_What you have to do:_ An exact reproduction of all the entries is the expected answer.

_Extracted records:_

┏━━

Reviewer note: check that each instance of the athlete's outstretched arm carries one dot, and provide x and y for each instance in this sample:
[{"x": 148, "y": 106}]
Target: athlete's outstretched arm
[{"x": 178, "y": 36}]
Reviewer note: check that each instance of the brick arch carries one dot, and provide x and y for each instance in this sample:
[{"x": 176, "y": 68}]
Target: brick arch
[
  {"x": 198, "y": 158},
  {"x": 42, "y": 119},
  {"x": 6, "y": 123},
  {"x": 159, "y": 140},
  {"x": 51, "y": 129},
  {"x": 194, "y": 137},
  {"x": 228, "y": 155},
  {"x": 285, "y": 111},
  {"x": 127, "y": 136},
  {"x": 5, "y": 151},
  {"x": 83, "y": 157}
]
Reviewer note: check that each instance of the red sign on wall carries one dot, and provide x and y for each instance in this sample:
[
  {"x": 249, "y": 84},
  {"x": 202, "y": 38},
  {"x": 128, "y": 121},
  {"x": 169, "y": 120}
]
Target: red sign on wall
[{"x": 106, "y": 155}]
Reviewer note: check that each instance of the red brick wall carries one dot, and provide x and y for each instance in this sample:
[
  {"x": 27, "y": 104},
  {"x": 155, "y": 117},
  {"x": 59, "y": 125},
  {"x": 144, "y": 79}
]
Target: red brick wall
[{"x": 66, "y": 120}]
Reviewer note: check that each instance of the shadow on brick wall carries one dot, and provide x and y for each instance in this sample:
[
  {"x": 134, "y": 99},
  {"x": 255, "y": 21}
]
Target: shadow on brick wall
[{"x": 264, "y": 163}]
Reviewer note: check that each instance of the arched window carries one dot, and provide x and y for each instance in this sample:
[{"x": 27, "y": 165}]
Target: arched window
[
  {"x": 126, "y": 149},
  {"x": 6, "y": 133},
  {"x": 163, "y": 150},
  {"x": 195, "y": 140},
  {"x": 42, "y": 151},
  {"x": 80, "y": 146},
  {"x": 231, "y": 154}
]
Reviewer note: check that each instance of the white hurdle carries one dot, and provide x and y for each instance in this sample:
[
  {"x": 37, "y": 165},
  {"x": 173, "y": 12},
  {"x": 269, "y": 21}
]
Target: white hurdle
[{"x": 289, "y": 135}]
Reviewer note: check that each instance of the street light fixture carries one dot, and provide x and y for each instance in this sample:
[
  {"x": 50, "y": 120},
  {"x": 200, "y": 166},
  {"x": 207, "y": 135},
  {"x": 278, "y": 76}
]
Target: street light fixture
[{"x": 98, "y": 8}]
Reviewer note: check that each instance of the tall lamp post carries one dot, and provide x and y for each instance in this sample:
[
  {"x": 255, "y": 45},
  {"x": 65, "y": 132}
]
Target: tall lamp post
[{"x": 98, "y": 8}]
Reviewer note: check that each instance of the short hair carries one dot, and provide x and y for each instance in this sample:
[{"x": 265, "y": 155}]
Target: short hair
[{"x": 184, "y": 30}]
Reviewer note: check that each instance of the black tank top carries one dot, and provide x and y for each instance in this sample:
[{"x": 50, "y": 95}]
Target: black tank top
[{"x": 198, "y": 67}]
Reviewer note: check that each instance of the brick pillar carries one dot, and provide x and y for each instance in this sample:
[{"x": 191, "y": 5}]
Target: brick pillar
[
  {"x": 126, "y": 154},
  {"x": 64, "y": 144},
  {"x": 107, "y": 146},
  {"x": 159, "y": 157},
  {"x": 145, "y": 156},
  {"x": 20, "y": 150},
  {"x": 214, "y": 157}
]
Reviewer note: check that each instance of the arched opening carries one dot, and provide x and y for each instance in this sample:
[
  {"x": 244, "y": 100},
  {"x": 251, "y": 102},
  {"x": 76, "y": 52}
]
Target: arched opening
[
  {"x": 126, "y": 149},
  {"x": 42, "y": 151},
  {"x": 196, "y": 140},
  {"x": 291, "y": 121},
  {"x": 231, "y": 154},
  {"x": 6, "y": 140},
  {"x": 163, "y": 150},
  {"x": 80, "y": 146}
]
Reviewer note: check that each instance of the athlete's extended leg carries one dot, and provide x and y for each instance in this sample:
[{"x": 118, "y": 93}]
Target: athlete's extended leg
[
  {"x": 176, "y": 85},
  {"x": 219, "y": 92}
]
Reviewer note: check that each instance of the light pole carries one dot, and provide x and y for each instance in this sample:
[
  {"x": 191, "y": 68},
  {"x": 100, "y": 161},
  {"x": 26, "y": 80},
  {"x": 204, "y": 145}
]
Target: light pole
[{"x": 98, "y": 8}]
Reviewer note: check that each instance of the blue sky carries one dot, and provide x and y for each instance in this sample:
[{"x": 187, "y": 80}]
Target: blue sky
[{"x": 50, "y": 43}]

┗━━

_Response area:_
Reviewer note: check that each instance of the athlete's outstretched arm carries one dot, and provide x and y for each instance in this sample:
[{"x": 148, "y": 106}]
Target: athlete's outstretched arm
[{"x": 178, "y": 36}]
Reviewer note: check that each instance of the brick arch carries one dot, and provide x and y for each instance in this sample:
[{"x": 176, "y": 68}]
Target: brick arch
[
  {"x": 198, "y": 158},
  {"x": 42, "y": 119},
  {"x": 6, "y": 123},
  {"x": 159, "y": 140},
  {"x": 51, "y": 129},
  {"x": 194, "y": 137},
  {"x": 228, "y": 155},
  {"x": 285, "y": 111},
  {"x": 127, "y": 136},
  {"x": 5, "y": 151},
  {"x": 83, "y": 157}
]
Reviewer note: check that each instance of the red sign on wall carries one dot, and provide x and y for each instance in this sample:
[
  {"x": 249, "y": 84},
  {"x": 202, "y": 38},
  {"x": 128, "y": 121},
  {"x": 169, "y": 120}
]
Target: red sign on wall
[{"x": 106, "y": 155}]
Reviewer note: check that each instance of the red brick wall carries one dot, and provide x and y for each instance in this sample:
[
  {"x": 27, "y": 104},
  {"x": 155, "y": 117},
  {"x": 59, "y": 125},
  {"x": 144, "y": 79}
]
Target: red brick wall
[{"x": 66, "y": 120}]
Reviewer note: check that each instance of the shadow on brick wall carries one dot, and provide x and y for each instance in this sample:
[
  {"x": 134, "y": 99},
  {"x": 255, "y": 21}
]
Target: shadow on brick wall
[{"x": 264, "y": 163}]
Reviewer note: check that each instance of the arched window carries one dot, and provide x and y for each instance in this sample:
[{"x": 27, "y": 165}]
Target: arched window
[
  {"x": 126, "y": 149},
  {"x": 6, "y": 133},
  {"x": 163, "y": 150},
  {"x": 195, "y": 140},
  {"x": 42, "y": 151},
  {"x": 80, "y": 146},
  {"x": 231, "y": 154}
]
Reviewer note: check that each instance of the white hurdle carries one dot, and provide x and y for each instance in this sample:
[
  {"x": 37, "y": 165},
  {"x": 173, "y": 12},
  {"x": 269, "y": 21}
]
Target: white hurdle
[{"x": 289, "y": 135}]
Reviewer note: check that each instance of the street light fixture carries one dot, and provide x and y for each instance in this sample:
[
  {"x": 50, "y": 120},
  {"x": 200, "y": 166},
  {"x": 207, "y": 135},
  {"x": 278, "y": 76}
]
Target: street light fixture
[{"x": 98, "y": 8}]
Reviewer note: check that each instance of the tall lamp post carries one dot, and provide x and y for each instance in this sample:
[
  {"x": 255, "y": 45},
  {"x": 65, "y": 132}
]
Target: tall lamp post
[{"x": 98, "y": 8}]
Reviewer note: check that each instance of the short hair carries one dot, and provide x and y for each instance in this sample:
[{"x": 265, "y": 155}]
Target: short hair
[{"x": 184, "y": 30}]
Reviewer note: check that each instance of the black tank top carries one dot, and provide x and y for each instance in this sample:
[{"x": 50, "y": 95}]
Target: black tank top
[{"x": 198, "y": 67}]
Reviewer note: check that each instance of the brick pillar carries one dot, and provide x and y for each instance in this sample:
[{"x": 191, "y": 5}]
Target: brick pillar
[
  {"x": 126, "y": 154},
  {"x": 64, "y": 144},
  {"x": 107, "y": 146},
  {"x": 159, "y": 157},
  {"x": 145, "y": 156},
  {"x": 20, "y": 150},
  {"x": 214, "y": 157}
]
Reviewer note: check that each instance of the arched opening carries one dot, and provide x and y for each instance in this sample:
[
  {"x": 244, "y": 100},
  {"x": 251, "y": 102},
  {"x": 76, "y": 52}
]
Target: arched opening
[
  {"x": 126, "y": 149},
  {"x": 42, "y": 151},
  {"x": 196, "y": 140},
  {"x": 291, "y": 121},
  {"x": 231, "y": 154},
  {"x": 6, "y": 140},
  {"x": 163, "y": 150},
  {"x": 80, "y": 146}
]
Reviewer note: check that each instance of the athlete's extended leg carries one dot, and provide x and y for each instance in this sample:
[{"x": 118, "y": 93}]
Target: athlete's extended leg
[
  {"x": 176, "y": 85},
  {"x": 219, "y": 92}
]
Reviewer note: check that each instance of the light pole carries one dot, and provide x and y for each instance in this sample:
[
  {"x": 191, "y": 68},
  {"x": 100, "y": 161},
  {"x": 26, "y": 80},
  {"x": 204, "y": 145}
]
Target: light pole
[{"x": 98, "y": 8}]
Reviewer note: check that each instance of the blue sky carries one dot, and provide x and y for each instance in this sample:
[{"x": 187, "y": 80}]
Target: blue sky
[{"x": 50, "y": 43}]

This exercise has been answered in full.